# SET TASK
Reproduce every one of the records below verbatim, with each line left unchanged.

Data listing
****************
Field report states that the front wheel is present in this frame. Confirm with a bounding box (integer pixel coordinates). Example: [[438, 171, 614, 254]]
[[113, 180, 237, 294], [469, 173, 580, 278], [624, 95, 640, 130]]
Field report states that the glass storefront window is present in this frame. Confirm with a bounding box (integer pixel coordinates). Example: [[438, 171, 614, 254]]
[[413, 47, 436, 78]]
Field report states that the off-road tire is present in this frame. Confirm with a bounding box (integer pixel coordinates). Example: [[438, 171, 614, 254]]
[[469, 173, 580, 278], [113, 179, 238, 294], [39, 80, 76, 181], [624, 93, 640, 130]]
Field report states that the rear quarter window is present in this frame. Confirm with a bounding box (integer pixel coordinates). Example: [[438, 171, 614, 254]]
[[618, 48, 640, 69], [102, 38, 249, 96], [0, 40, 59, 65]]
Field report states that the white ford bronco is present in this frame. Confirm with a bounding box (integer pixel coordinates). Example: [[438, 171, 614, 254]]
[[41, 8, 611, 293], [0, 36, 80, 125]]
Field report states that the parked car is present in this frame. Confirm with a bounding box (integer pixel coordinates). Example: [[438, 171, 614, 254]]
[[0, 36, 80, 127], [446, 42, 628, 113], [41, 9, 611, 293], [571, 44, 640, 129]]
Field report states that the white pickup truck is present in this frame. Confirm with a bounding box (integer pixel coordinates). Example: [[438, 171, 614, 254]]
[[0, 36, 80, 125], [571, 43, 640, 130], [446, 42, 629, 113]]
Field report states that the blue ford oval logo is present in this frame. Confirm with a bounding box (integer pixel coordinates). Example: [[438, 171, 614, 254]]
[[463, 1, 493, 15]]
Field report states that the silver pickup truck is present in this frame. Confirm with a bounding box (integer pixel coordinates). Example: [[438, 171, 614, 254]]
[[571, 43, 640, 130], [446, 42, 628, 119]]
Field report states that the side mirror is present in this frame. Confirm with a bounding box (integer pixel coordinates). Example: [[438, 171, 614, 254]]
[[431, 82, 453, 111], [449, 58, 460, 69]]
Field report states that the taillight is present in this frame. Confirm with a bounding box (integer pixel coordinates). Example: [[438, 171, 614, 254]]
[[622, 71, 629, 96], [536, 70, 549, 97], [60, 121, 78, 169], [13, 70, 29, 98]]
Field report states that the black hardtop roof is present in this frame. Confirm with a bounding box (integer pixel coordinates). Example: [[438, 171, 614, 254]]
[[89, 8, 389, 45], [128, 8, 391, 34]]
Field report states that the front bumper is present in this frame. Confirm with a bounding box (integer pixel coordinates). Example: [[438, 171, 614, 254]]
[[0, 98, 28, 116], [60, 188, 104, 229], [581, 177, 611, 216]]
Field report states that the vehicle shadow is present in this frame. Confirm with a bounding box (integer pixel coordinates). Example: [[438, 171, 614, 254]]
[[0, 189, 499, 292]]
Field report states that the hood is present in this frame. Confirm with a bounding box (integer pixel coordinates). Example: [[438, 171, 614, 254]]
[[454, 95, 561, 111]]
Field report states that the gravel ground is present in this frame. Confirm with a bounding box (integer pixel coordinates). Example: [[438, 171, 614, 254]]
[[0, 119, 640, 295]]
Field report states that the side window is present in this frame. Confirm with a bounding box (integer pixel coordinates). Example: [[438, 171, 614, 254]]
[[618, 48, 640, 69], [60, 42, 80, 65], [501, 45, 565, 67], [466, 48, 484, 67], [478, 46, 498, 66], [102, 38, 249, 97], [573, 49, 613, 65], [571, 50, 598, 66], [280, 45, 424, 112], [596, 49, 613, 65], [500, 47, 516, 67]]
****************
# ANSWER TO THE PROBLEM
Field report states that the front wheel is present in this frame. Confirm with a bounding box (integer pixel coordinates). Example: [[438, 171, 614, 254]]
[[113, 180, 237, 294], [469, 173, 580, 278], [624, 95, 640, 130]]
Field report states that the glass storefront window is present in this frame. Confirm with a bounding box (integer pixel coordinates). Example: [[438, 171, 614, 254]]
[[413, 47, 436, 78]]
Field report states that the off-road tire is present in this frame. Confirm with a bounding box (integer pixel coordinates). Example: [[438, 171, 614, 254]]
[[469, 173, 580, 278], [113, 179, 238, 294], [39, 80, 76, 181], [624, 93, 640, 130]]
Field report states that the rear quarter window is present in this frame. Confirm with a bounding box (integer pixel coordinates). Example: [[438, 171, 614, 254]]
[[618, 48, 640, 69], [102, 38, 249, 96], [0, 40, 59, 65]]
Field report states that the white ford bronco is present in this frame. Confirm with a bounding box (integer pixel coordinates). Example: [[438, 171, 614, 254]]
[[41, 8, 611, 293], [0, 36, 80, 125]]
Field report states that the parked car is present in this frame. Confirm with a bounding box (integer pixel coordinates). Example: [[438, 171, 614, 254]]
[[0, 36, 80, 127], [446, 42, 628, 113], [41, 9, 611, 293], [571, 44, 640, 129]]
Field report states that the white pickup truck is present in this frame. Confirm with a bounding box (integer pixel coordinates). Example: [[438, 171, 614, 254]]
[[0, 36, 80, 125], [571, 43, 640, 130], [446, 42, 629, 113]]
Field report states that the blue ford oval logo is present in this frame. Confirm with a bounding box (integer pixel coordinates). Example: [[438, 171, 614, 254]]
[[463, 1, 493, 15]]
Field report states that the silver pickup truck is present in this frame. Confirm with a bounding box (integer pixel coordinates). Example: [[438, 171, 614, 254]]
[[571, 43, 640, 130], [446, 42, 628, 119]]
Field report states that the side mirror is present in this frame. Confirm with a bounding box (integer pixel coordinates). Example: [[438, 171, 614, 254]]
[[431, 82, 453, 111], [449, 58, 460, 69]]
Field report states that the taillight is present in this frame. Confirm with a bounding box (integer pixel coordinates). Example: [[438, 171, 614, 254]]
[[622, 71, 629, 96], [536, 70, 549, 97], [60, 121, 78, 169], [13, 70, 29, 98]]
Field report states that the black hardtop roof is present in this frame. Confirm with a bounding box (integer pixel coordinates). Example: [[438, 171, 614, 254]]
[[89, 8, 389, 45], [128, 8, 391, 34]]
Field report states that the front bumper is present in this frame. Confirm with a bounding box (integer pixel coordinates). Example: [[438, 171, 614, 254]]
[[0, 98, 28, 116], [60, 188, 104, 229], [581, 177, 611, 216]]
Field report states that the vehicle shadow is present in this frame. Confirm with a bounding box (integer pixel coordinates). Example: [[438, 171, 614, 254]]
[[0, 189, 499, 292]]
Field report states that the hood is present in this frame. Confirm with a bounding box (integer pixel coordinates). Example: [[438, 171, 614, 254]]
[[454, 95, 561, 111]]
Field report states that the gravel ground is present in this frame. Confirm with a bounding box (integer pixel coordinates). Example: [[438, 171, 614, 254]]
[[0, 119, 640, 295]]
Field report states that the side window is present in this frame. Confirm with a bounding box (integer pixel coordinates). Example: [[438, 171, 614, 254]]
[[618, 48, 640, 69], [60, 42, 80, 65], [501, 45, 565, 67], [466, 48, 484, 67], [478, 46, 498, 66], [102, 38, 249, 97], [573, 49, 613, 65], [571, 50, 598, 66], [280, 45, 424, 112], [596, 49, 613, 65], [500, 47, 516, 67]]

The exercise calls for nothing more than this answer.